--- Start DATASET EXTRACT ---
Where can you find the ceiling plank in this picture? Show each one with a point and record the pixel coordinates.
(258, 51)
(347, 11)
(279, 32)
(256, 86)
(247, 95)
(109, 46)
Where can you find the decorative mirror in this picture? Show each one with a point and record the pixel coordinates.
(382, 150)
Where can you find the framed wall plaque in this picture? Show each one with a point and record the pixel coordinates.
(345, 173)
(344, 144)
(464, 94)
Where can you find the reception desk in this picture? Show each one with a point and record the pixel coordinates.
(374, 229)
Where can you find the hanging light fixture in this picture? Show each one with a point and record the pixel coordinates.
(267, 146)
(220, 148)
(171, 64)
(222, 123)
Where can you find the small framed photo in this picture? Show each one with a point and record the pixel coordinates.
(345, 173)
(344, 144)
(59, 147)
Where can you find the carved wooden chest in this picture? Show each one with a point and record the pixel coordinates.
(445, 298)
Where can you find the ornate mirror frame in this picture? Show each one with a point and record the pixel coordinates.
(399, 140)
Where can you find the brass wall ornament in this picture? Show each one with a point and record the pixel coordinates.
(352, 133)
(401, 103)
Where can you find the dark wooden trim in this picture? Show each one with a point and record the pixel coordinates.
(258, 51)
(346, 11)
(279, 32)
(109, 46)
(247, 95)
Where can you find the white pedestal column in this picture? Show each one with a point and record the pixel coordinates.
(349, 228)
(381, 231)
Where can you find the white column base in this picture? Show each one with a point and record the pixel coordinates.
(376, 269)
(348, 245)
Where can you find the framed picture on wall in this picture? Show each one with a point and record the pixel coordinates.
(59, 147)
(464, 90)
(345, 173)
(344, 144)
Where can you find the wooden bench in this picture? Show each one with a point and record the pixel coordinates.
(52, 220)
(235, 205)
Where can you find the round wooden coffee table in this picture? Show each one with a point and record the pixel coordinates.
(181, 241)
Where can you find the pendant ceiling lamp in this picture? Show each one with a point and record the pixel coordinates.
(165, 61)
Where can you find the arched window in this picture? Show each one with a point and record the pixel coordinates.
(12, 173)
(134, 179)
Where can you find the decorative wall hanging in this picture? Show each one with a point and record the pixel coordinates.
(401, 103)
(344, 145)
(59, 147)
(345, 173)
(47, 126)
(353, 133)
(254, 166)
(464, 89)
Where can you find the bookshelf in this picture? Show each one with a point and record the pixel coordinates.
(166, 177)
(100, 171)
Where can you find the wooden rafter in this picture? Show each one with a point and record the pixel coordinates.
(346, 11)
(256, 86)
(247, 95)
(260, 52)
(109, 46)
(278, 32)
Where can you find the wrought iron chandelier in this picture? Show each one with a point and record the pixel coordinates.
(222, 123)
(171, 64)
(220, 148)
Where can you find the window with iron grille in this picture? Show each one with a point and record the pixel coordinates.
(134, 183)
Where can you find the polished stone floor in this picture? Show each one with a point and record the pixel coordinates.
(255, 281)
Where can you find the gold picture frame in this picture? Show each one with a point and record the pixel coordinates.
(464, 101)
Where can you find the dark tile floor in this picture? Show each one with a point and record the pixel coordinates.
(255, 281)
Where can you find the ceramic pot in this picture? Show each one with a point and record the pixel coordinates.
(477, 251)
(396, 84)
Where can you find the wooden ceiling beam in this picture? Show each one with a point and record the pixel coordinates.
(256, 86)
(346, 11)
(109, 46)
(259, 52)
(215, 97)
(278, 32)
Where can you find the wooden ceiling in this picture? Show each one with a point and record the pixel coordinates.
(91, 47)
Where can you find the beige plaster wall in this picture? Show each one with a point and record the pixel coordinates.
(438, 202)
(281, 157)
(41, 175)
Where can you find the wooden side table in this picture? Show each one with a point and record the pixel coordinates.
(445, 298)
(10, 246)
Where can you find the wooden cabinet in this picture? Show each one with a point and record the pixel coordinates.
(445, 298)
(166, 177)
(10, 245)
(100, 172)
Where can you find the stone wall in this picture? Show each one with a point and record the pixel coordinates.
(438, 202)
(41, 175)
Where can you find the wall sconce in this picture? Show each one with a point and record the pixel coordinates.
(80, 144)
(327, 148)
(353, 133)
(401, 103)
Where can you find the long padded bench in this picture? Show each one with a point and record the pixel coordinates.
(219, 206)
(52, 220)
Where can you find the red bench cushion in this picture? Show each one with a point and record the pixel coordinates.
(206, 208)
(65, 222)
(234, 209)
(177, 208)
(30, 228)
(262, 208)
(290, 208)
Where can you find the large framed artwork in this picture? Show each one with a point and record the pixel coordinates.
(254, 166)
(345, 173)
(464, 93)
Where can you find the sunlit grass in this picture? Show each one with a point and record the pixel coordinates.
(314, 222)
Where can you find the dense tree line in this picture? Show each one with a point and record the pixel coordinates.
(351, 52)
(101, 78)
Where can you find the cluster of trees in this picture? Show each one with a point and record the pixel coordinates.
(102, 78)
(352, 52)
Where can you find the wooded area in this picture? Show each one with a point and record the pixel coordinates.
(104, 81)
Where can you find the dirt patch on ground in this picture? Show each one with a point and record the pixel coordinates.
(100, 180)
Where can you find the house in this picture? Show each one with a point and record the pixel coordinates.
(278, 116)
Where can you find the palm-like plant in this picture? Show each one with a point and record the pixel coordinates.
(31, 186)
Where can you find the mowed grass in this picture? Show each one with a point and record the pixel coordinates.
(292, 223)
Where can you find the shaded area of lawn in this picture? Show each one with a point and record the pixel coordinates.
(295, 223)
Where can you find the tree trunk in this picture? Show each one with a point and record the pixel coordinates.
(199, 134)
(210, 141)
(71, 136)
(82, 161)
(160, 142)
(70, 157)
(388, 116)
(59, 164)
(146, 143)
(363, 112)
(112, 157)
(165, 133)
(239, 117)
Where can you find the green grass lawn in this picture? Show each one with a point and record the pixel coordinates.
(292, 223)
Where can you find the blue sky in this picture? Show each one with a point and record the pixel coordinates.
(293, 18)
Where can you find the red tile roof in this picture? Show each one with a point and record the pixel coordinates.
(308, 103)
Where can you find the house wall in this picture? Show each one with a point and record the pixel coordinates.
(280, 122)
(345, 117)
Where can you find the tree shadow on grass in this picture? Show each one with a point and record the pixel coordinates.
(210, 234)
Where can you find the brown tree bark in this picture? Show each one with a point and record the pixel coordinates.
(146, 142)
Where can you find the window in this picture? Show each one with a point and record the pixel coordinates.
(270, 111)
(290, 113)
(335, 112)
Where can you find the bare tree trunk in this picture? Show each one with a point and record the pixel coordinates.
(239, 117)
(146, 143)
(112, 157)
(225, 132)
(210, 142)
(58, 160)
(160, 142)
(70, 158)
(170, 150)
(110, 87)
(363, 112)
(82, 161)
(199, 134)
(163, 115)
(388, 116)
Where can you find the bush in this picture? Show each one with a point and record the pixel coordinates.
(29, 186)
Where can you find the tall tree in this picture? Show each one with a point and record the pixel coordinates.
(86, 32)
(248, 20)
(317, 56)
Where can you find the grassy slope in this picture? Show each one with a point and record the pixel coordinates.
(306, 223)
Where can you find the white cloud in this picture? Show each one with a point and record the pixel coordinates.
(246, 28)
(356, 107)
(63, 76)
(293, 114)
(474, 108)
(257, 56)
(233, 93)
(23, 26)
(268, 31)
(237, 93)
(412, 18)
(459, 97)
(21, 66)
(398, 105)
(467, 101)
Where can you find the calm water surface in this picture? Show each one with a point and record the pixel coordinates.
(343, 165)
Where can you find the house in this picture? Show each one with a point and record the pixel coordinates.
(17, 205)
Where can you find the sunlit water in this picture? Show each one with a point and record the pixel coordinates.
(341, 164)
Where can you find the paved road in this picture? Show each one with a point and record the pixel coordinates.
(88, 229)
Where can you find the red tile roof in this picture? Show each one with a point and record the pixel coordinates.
--- End DATASET EXTRACT ---
Print all of the entries again, exactly as written.

Where can you find the ceiling plank in this picture? Show each one with a point and record the pixel coordinates.
(258, 51)
(347, 11)
(279, 32)
(256, 86)
(247, 95)
(109, 46)
Where can you find the decorative mirror in this picture? Show each one with a point and record the pixel coordinates.
(382, 150)
Where can you find the framed wall plaque in this picture? Show each one with a point and record the pixel coordinates.
(345, 173)
(344, 144)
(464, 94)
Where can you find the reception desk in this picture? Show each one with a point and record the pixel coordinates.
(374, 229)
Where can you find the hanging light fixture in this picture? Show each one with a point and record the pixel coordinates.
(267, 146)
(220, 148)
(171, 64)
(222, 123)
Where can you find the small framed photo in this picture? Show each one with a point and record the pixel coordinates.
(345, 173)
(344, 144)
(59, 147)
Where can you find the carved wooden chest in this picture? Show each one with a point and record the pixel coordinates.
(445, 298)
Where can you find the ornate mirror frame in this picture? Show each one with a point and record the pixel coordinates.
(399, 140)
Where can you find the brass wall ornament in this picture? Show each one with a point and record the pixel coordinates.
(352, 133)
(401, 103)
Where can you find the dark wooden trim in this picture? Show each one with a point and record the pixel coordinates.
(258, 51)
(346, 11)
(279, 32)
(109, 46)
(247, 95)
Where can you find the white pedestal column in this picture? Show each one with a point and record the pixel coordinates.
(349, 228)
(381, 231)
Where can you find the white column base in this picture? Show each one with a point and record the pixel coordinates.
(376, 269)
(348, 245)
Where can you find the framed picture on wall in this picture? Show each one with a point and record the pixel coordinates.
(59, 147)
(464, 90)
(345, 173)
(344, 144)
Where can you find the wooden bench in this picture? Show each one with a point and record the pixel coordinates.
(52, 220)
(235, 205)
Where can you find the round wooden coffee table in this picture? Show each one with a point and record the pixel coordinates.
(181, 241)
Where can you find the pendant ceiling lamp in this picture? Show each one with a point and record the pixel coordinates.
(165, 61)
Where can you find the arched window in this picture? Show each one with a point and record the pixel coordinates.
(12, 173)
(134, 179)
Where can you find the decorative wall hanging in this picture? Show each one with a point and record the pixel coordinates.
(401, 103)
(344, 145)
(59, 147)
(345, 173)
(47, 126)
(353, 133)
(254, 166)
(464, 89)
Where can you find the bookshelf in this picture? Show each one with a point and record the pixel coordinates.
(166, 177)
(100, 171)
Where can you find the wooden rafter in this picture? Show each one with a point and record the pixel coordinates.
(346, 11)
(256, 86)
(247, 95)
(260, 52)
(109, 46)
(278, 32)
Where can you find the wrought iron chandelier in this picture? Show each one with a point and record the pixel coordinates.
(222, 123)
(171, 64)
(220, 148)
Where can you find the window with iron grille in this picture? Show each one with a point and record the pixel coordinates.
(134, 183)
Where can you find the polished stone floor in this picture? Show each one with a point and record the pixel coordinates.
(255, 281)
Where can you find the gold picture frame in this picture? Show each one with a point and record the pixel coordinates.
(464, 101)
Where can you find the dark tile floor in this picture? Show each one with a point and record the pixel coordinates.
(255, 281)
Where can you find the ceramic pot in this picture? Show each one with a point and record the pixel coordinates.
(477, 251)
(396, 84)
Where can you find the wooden ceiling beam in this picture? Show each one with a point and record the pixel coordinates.
(256, 86)
(346, 11)
(109, 46)
(259, 52)
(215, 97)
(278, 32)
Where can you find the wooden ceiling in this picture? Show each one with a point and record the pixel coordinates.
(91, 47)
Where can you find the beige plaster wall in this picture? Show each one with a point and record the pixel coordinates.
(438, 202)
(281, 157)
(41, 175)
Where can you find the wooden side table in this picture? Show each one with a point and record the pixel coordinates.
(445, 298)
(10, 246)
Where can you find the wooden cabinet in this picture? Show each one with a point and record the pixel coordinates.
(445, 298)
(166, 177)
(10, 245)
(100, 172)
Where can you find the stone wall in this picture? Show each one with a point and record the pixel coordinates.
(438, 202)
(41, 175)
Where can you find the wall sconce in this picture? Show each one with a point and record the pixel coordinates.
(80, 144)
(327, 148)
(353, 133)
(401, 103)
Where can you find the long padded bench in this picture? Show each one with a point and record the pixel coordinates.
(219, 206)
(52, 220)
Where can you find the red bench cushion in this picture? Show each one with a point and record the pixel coordinates.
(206, 208)
(65, 222)
(234, 209)
(177, 208)
(30, 228)
(262, 208)
(290, 208)
Where can you find the large framed artwork in this picture? Show each one with a point and record the pixel coordinates.
(254, 166)
(345, 173)
(464, 93)
Where can you find the sunlit grass in this picture? Show each one with a point and record the pixel coordinates.
(314, 222)
Where can you find the dense tree line in this picture? Show each one with a point and record the pixel coordinates.
(351, 52)
(101, 78)
Where can you find the cluster of trees in this picture? Show each one with a point and record the pixel coordinates.
(102, 78)
(352, 52)
Where can you find the wooded area in this picture? Show each one with a point and record the pixel coordinates.
(104, 81)
Where can you find the dirt patch on ground in this picture? Show each one with a point and record the pixel coordinates.
(100, 180)
Where can you find the house in this picture? Show each one with a point and record the pixel coordinates.
(278, 116)
Where can you find the palm-like plant in this picture? Show each one with a point and record the pixel coordinates.
(31, 186)
Where can you find the mowed grass in this picture? Show each one with a point and record the pixel coordinates.
(292, 223)
Where can you find the shaded area of lawn in this picture? Show each one with a point and record the pixel coordinates.
(295, 223)
Where can you find the tree trunk in this picture? Show each one with a point and record the pixel coordinates.
(199, 134)
(210, 141)
(71, 136)
(82, 161)
(160, 142)
(70, 157)
(388, 116)
(59, 164)
(146, 143)
(363, 112)
(112, 157)
(165, 133)
(239, 117)
Where can you find the green grass lawn in this picture? Show each one with a point and record the pixel coordinates.
(292, 223)
Where can you find the blue sky in this picture? Show each one with a point and record the pixel coordinates.
(293, 18)
Where can you find the red tile roof in this picture? Show each one with a point and record the pixel coordinates.
(308, 103)
Where can you find the house wall in this picture? Show each one with a point and record the pixel coordinates.
(280, 122)
(345, 117)
Where can you find the tree shadow on grass in this picture? Show each one with a point and record the pixel coordinates.
(210, 234)
Where can you find the brown tree bark in this picture? Show each one with a point and record the pixel coordinates.
(146, 142)
Where can you find the window in this picture? Show each one with a point and record the pixel coordinates.
(270, 111)
(290, 113)
(335, 112)
Where can you find the bare tree trunk in this picture? Show each one with a point and record the pixel coordinates.
(239, 117)
(146, 143)
(112, 157)
(225, 132)
(210, 142)
(58, 160)
(160, 142)
(70, 158)
(170, 150)
(110, 87)
(363, 112)
(82, 161)
(199, 134)
(163, 115)
(388, 116)
Where can you find the bush in this picture? Show each one with a point and record the pixel coordinates.
(29, 186)
Where can you find the tall tree in this picture? Show each one with a point and record the pixel coordinates.
(86, 32)
(248, 20)
(317, 56)
Where can you find the grassy slope in this picture? Show each one with a point and record the pixel coordinates.
(306, 223)
Where can you find the white cloud in this picture? Show each one with a point and record the pixel coordinates.
(246, 28)
(356, 107)
(63, 76)
(293, 114)
(474, 108)
(257, 56)
(233, 93)
(23, 26)
(268, 31)
(237, 93)
(412, 18)
(459, 97)
(21, 66)
(398, 105)
(467, 101)
Where can you find the calm water surface in this picture? Show each one with a point and record the pixel coordinates.
(343, 165)
Where can you find the house in this picture? Show each one with a point and record the pixel coordinates.
(17, 205)
Where can you find the sunlit water in this picture? Show each one with a point and record the pixel coordinates.
(341, 164)
Where can you find the paved road in this picture? Show each one with a point and record the pixel coordinates.
(88, 229)
Where can you find the red tile roof in this picture? Show each one with a point and record the pixel coordinates.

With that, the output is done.